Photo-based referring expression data
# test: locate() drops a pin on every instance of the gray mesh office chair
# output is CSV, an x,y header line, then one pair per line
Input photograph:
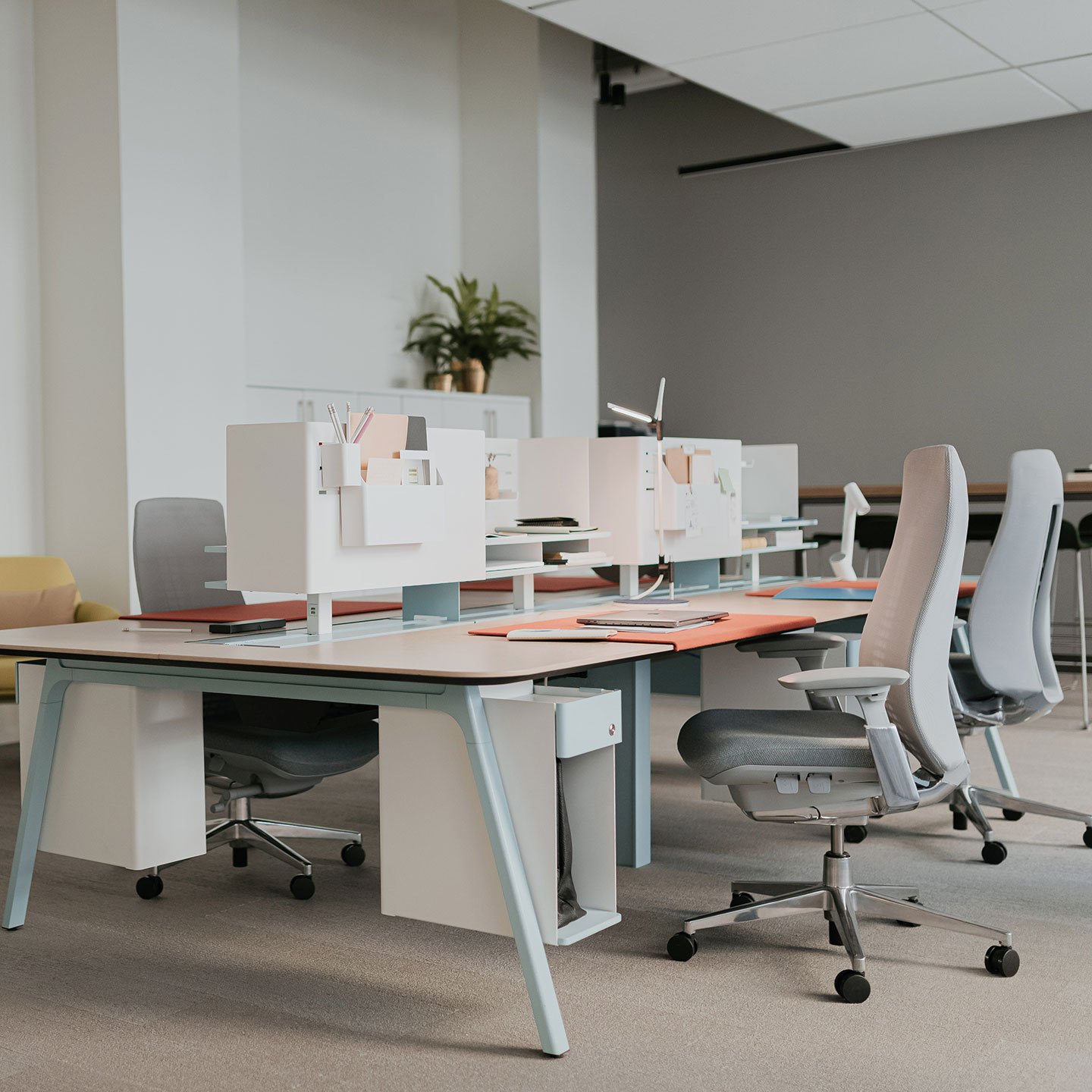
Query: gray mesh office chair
x,y
826,766
255,747
1008,676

### Required action
Repeat the data above exactly, but not the pictures.

### Response to the task
# test: locate() drops a pin on every instance of the gray mesh office chair
# output is CSV, an x,y header line, then one pair per line
Input photograph:
Query: gray mesh office chair
x,y
826,766
255,747
1008,676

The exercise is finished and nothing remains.